Excerpted records
----

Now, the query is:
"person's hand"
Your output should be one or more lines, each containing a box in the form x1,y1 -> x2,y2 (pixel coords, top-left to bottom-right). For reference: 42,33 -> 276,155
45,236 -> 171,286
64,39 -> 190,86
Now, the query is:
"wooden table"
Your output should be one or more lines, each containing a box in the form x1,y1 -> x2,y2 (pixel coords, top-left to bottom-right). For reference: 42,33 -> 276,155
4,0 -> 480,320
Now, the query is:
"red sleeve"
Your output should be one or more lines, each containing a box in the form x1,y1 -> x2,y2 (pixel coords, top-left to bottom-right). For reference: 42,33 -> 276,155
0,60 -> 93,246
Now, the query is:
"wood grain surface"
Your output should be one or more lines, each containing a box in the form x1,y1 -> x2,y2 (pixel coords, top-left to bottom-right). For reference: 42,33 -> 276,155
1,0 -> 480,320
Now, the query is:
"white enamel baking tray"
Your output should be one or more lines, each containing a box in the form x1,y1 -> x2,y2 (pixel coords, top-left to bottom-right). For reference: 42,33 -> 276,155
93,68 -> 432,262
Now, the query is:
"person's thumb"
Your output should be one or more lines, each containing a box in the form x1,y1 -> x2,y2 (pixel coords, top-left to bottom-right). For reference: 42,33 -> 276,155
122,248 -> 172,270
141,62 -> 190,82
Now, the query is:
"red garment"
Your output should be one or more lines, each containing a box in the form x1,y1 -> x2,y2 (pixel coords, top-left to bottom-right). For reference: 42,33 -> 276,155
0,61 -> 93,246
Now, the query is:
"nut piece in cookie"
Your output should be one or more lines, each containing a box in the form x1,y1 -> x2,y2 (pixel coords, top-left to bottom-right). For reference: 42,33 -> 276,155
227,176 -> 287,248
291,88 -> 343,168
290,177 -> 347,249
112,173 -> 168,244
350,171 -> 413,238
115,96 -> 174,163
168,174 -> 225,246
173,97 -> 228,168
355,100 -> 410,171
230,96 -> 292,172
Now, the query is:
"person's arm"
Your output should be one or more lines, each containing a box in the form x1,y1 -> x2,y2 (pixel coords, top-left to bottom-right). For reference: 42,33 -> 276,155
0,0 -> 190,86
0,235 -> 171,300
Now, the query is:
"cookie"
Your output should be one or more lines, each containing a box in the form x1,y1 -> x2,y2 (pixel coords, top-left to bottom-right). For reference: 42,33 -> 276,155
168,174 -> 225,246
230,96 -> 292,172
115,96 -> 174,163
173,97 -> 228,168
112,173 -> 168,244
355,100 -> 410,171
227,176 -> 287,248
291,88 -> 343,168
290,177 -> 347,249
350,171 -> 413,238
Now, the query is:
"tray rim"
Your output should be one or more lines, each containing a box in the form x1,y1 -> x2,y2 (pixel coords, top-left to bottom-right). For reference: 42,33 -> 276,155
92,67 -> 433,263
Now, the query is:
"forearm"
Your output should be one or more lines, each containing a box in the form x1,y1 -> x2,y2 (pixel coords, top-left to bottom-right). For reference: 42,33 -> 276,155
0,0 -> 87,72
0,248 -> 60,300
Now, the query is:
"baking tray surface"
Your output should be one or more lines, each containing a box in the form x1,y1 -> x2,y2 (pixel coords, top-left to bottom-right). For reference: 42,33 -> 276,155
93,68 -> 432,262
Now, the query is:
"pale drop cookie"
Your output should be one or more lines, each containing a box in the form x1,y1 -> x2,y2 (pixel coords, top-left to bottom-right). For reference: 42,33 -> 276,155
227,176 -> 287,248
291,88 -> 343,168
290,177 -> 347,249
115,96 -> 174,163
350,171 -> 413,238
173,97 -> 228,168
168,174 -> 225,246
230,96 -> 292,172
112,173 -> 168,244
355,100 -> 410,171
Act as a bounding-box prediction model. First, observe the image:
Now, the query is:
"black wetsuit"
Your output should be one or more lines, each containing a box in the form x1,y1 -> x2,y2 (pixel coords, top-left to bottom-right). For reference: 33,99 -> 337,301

----

Instructions to follow
Copy out every line of the listing above, unchanged and in the same order.

Answer below
Now, the query is:
"person's hand"
Your output should be one or more lines, each containing a box in the form x1,y1 -> x2,y2 (pixel coords, top-left to bottom-right). For reference: 42,33 -> 276,155
45,236 -> 171,286
64,39 -> 190,86
Now, the query is:
"wooden table"
Your output should be one or more lines, each containing a box in the form x1,y1 -> x2,y2 (pixel coords, top-left to bottom-right). For reference: 42,33 -> 276,155
4,0 -> 480,320
Now, the query is:
"red sleeve"
Your output should be one or more lines, each containing a box in the form x1,y1 -> x2,y2 (pixel coords, top-left to bottom-right). For reference: 42,33 -> 276,155
0,60 -> 93,246
Now, the query is:
"wood grain surface"
Your output should be one or more lines, each containing a box in the form x1,y1 -> x2,y2 (pixel coords, top-left to bottom-right). For reference: 42,33 -> 276,155
1,0 -> 480,320
Now, the query is:
"white enamel baking tray"
Your output should be one or more lines, each containing a box in the form x1,y1 -> x2,y2 (pixel coords, top-left to bottom-right). For reference: 42,33 -> 276,155
93,68 -> 432,262
Now, the query is:
"person's thumb"
Your output should be one or more lines, each containing a box in the form x1,y1 -> x2,y2 (pixel coords, top-left to bottom-right). For reference: 42,33 -> 276,155
122,248 -> 172,270
141,62 -> 190,82
Now, the query is:
"red garment"
Your output should be one or more lines, each containing a box in the form x1,y1 -> x2,y2 (pixel coords, top-left to bottom-right). For reference: 42,33 -> 276,155
0,61 -> 93,246
Now, the query is:
"nut piece in cookie"
Your output should be one or more lines, each containing a box in the form x1,y1 -> x2,y2 (pixel coords, top-left to bottom-right). For reference: 42,33 -> 276,155
227,176 -> 287,248
291,88 -> 343,168
290,177 -> 347,249
112,173 -> 168,244
350,171 -> 413,238
115,96 -> 174,163
168,174 -> 225,246
173,97 -> 228,168
355,100 -> 410,171
230,96 -> 292,172
Now, the query is:
"person's arm"
Your output should be one or more lines, each containing a box in the form x1,y1 -> x2,y2 (pixel coords, top-left to bottom-right). For reference: 42,33 -> 276,155
0,0 -> 190,86
0,235 -> 171,300
Now, the query is:
"cookie"
Your output should be one or more lines, each containing a box in the form x1,y1 -> x2,y2 (pixel coords, top-left to bottom-right). For reference: 42,33 -> 276,155
168,174 -> 225,246
230,96 -> 292,172
115,96 -> 174,163
173,97 -> 228,168
112,173 -> 168,244
355,100 -> 410,171
227,176 -> 287,248
291,88 -> 343,168
290,177 -> 347,249
350,171 -> 413,238
Now, the query is:
"tray rim"
Your output should be one or more lines, each containing a box in the form x1,y1 -> x2,y2 (pixel coords, top-left to bottom-right). For reference: 42,33 -> 276,155
92,67 -> 433,263
Now, the query is:
"forearm"
Your output should be one or more lines, each containing a box in the form x1,y1 -> x2,y2 (pixel coords, top-left to bottom-right). For reference: 42,33 -> 276,155
0,0 -> 87,72
0,248 -> 60,300
Now, the query is:
"baking tray surface"
Your output should be one or more lines, each containing a box in the form x1,y1 -> x2,y2 (pixel coords, top-left to bottom-right). For reference: 42,33 -> 276,155
93,68 -> 432,262
Now, the query is:
"pale drop cookie"
Your output should be one or more lines, each containing a box in the form x1,y1 -> x2,y2 (pixel coords, top-left to bottom-right). For reference: 42,33 -> 276,155
227,176 -> 287,248
291,88 -> 343,168
290,177 -> 347,249
115,96 -> 174,163
350,171 -> 413,238
173,97 -> 228,168
168,174 -> 225,246
230,96 -> 292,172
112,173 -> 168,244
355,100 -> 410,171
Act as a bounding-box prediction model. First, observe the image:
Now, the query is:
"black wetsuit"
Your output should be one or more lines, each containing a box in the form x1,y1 -> x2,y2 (pixel coords, top-left to bottom-right). For reference: 33,99 -> 337,301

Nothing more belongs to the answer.